GOALS —
• A. Copy out the stretch of the passage on Parsi saris from "The sari wearing" through "of their gara.".
• B. In the passage on Parsi saris, recast the paragraph that begins "Garas, or Parsi saris, embroidered in China" as a short list that keeps its main facts.

SUPPLIED TEXT —
<<<<
The sari wearing ceremony is a rite of passage into womanhood for Parsi women---that is, women of the Zoroastrian religion.  Known as a gara, the Parsi sari is draped with the left ear showing, and Parsi women would wear just one "chandelier" earring.  The garas has been prized since the 19th century for their stunning embroidery.

Firoza Punthakey Mistree and Pheroza Godrej are curators of this exhibit of Parsi silk and muslin at the East West  center gallery.

East West Center
Credit East West Center
Garas, or Parsi saris, embroidered in China are family heirlooms today. Contemporary garas, mostly made in India, are still worn for special occasions.

Godrej says Chinese merchants persuaded embroiderers to use special techniques for their Parsi customers who used up to 9 yards of intricately embroidered border pieces to set off the edges of their gara.
>>>>
STORED ROWS —
<<<<
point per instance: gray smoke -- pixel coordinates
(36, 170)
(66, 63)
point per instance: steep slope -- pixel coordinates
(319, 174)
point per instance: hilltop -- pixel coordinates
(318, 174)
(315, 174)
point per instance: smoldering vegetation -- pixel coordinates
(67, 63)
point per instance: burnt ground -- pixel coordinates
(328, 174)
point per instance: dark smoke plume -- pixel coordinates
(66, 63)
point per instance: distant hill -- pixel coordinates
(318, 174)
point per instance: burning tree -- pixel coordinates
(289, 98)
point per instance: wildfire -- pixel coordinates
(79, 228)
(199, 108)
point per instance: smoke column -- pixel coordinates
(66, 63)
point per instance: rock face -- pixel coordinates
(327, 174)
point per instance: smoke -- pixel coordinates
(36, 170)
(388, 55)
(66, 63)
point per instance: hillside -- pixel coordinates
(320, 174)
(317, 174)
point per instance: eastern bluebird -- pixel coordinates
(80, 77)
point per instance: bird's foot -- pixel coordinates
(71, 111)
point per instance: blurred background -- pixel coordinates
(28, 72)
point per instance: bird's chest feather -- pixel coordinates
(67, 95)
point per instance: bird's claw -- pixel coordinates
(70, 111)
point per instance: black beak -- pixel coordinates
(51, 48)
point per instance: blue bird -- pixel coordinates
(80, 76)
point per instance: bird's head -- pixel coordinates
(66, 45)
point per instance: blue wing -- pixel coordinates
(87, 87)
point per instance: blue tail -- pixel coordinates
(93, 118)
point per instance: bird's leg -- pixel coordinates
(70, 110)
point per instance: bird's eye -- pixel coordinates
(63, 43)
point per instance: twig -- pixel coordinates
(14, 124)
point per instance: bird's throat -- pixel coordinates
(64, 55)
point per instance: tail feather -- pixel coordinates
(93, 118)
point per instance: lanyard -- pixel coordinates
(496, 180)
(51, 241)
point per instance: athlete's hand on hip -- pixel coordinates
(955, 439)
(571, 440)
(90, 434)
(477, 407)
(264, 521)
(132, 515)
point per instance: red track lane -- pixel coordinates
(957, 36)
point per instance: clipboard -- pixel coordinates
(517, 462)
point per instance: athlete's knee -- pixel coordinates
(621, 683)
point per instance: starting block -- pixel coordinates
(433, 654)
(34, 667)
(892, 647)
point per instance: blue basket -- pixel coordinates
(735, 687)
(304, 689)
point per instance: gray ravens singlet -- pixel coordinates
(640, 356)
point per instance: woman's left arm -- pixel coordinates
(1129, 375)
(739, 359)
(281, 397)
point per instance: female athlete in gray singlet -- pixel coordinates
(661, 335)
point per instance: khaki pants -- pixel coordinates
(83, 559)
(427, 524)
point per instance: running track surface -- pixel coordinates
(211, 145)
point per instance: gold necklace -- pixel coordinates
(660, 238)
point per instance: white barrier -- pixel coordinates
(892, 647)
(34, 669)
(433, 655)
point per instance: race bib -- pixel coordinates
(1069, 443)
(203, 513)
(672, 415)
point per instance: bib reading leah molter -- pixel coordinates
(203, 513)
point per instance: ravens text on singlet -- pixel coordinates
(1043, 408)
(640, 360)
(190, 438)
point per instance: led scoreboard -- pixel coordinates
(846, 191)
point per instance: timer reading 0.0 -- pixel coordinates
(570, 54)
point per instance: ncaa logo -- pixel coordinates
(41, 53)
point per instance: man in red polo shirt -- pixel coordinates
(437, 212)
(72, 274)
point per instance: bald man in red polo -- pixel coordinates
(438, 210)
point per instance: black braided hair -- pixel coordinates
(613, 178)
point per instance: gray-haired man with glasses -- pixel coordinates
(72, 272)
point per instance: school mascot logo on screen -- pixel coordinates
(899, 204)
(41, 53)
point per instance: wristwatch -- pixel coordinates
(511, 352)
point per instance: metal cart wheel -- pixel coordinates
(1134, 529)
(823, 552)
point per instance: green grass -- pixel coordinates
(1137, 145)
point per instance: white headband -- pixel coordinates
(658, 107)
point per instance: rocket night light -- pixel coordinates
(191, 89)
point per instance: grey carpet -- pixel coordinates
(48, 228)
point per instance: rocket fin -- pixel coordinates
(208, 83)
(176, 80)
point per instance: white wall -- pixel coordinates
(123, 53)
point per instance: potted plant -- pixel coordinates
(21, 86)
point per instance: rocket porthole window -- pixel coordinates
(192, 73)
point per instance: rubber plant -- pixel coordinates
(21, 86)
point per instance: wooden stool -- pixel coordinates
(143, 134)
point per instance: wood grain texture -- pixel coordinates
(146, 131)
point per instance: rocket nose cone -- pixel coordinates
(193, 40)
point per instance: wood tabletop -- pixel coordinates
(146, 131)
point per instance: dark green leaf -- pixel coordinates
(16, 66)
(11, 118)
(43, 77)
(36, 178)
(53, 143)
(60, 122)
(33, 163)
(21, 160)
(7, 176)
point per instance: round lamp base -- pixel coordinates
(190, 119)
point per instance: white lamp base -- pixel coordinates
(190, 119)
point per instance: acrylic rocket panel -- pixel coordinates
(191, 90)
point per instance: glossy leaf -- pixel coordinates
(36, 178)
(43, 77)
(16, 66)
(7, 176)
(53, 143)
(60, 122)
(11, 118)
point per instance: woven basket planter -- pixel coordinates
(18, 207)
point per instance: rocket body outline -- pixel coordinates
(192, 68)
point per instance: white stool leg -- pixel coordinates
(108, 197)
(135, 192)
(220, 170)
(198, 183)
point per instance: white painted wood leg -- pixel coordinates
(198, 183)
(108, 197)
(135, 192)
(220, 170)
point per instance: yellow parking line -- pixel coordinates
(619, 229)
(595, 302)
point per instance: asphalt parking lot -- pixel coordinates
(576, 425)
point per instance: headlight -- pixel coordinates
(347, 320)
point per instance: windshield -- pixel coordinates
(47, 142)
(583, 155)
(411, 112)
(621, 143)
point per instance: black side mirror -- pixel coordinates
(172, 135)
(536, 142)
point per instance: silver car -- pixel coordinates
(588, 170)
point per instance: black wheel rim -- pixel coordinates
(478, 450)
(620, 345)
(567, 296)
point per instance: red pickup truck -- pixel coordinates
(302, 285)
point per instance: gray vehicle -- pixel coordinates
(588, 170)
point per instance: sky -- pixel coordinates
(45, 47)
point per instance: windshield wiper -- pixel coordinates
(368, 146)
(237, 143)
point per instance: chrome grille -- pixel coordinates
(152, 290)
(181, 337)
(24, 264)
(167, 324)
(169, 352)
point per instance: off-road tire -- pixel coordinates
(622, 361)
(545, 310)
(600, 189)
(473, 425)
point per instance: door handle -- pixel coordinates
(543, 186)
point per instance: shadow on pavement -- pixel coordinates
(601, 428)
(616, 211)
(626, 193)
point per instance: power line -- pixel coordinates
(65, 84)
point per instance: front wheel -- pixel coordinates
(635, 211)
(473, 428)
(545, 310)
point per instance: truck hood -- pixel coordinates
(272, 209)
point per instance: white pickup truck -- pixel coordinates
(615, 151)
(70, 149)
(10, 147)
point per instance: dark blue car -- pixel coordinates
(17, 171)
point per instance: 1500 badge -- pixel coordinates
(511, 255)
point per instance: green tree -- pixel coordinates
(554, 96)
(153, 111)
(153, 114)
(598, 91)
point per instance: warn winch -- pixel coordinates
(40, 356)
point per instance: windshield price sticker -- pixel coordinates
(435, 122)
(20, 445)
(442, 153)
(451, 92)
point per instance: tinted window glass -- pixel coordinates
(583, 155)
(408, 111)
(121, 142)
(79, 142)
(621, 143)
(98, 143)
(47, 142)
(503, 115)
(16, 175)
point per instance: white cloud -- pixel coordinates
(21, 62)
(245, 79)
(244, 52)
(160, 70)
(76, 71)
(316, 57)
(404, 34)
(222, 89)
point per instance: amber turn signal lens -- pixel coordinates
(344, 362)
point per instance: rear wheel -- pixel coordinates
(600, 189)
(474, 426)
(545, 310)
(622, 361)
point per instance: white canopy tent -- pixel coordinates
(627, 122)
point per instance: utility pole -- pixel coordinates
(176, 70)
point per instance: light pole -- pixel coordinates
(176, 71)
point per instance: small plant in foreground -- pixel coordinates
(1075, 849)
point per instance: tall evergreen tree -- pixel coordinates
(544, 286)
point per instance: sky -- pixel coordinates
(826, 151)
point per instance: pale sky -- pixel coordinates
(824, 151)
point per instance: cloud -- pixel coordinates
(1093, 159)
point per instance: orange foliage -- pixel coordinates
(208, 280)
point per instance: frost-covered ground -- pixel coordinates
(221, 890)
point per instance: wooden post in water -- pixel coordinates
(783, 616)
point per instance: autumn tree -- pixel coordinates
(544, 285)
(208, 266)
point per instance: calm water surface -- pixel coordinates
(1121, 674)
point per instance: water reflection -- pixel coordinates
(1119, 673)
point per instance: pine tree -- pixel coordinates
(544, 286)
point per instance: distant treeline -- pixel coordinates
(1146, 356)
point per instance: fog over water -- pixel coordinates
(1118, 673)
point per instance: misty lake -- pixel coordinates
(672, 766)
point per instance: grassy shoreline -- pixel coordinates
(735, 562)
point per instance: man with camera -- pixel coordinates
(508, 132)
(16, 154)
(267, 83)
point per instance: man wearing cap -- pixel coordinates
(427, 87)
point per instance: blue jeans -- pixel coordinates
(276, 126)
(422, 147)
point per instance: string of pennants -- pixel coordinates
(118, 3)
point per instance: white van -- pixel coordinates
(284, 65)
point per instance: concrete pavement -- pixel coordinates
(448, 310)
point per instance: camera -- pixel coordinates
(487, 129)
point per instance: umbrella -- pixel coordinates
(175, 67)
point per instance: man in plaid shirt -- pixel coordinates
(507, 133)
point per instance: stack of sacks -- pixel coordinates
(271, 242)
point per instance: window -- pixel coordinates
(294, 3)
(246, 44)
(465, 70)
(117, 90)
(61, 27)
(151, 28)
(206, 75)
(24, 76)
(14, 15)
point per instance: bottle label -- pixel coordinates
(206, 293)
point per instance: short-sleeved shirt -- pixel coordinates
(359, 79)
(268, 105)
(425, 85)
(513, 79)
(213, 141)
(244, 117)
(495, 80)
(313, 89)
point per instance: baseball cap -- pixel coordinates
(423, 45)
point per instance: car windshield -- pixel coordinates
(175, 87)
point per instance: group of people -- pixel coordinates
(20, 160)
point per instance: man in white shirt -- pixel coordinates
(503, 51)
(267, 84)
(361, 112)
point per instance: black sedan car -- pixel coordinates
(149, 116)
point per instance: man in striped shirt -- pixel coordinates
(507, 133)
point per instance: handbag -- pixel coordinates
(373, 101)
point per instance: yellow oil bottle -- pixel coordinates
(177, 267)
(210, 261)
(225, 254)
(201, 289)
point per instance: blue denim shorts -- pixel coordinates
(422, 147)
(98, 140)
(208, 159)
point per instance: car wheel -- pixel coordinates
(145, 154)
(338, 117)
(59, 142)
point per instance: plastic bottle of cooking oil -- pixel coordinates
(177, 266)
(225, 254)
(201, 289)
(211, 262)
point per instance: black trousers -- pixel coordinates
>>>>
LIST OF SOLUTIONS —
• A.
The sari wearing ceremony is a rite of passage into womanhood for Parsi women---that is, women of the Zoroastrian religion.  Known as a gara, the Parsi sari is draped with the left ear showing, and Parsi women would wear just one "chandelier" earring.  The garas has been prized since the 19th century for their stunning embroidery.

Firoza Punthakey Mistree and Pheroza Godrej are curators of this exhibit of Parsi silk and muslin at the East West  center gallery.

East West Center
Credit East West Center
Garas, or Parsi saris, embroidered in China are family heirlooms today. Contemporary garas, mostly made in India, are still worn for special occasions.

Godrej says Chinese merchants persuaded embroiderers to use special techniques for their Parsi customers who used up to 9 yards of intricately embroidered border pieces to set off the edges of their gara.

• B.
- Garas (Parsi saris) embroidered in China are family heirlooms today.
- Contemporary garas are mostly made in India.
- They are still worn for special occasions.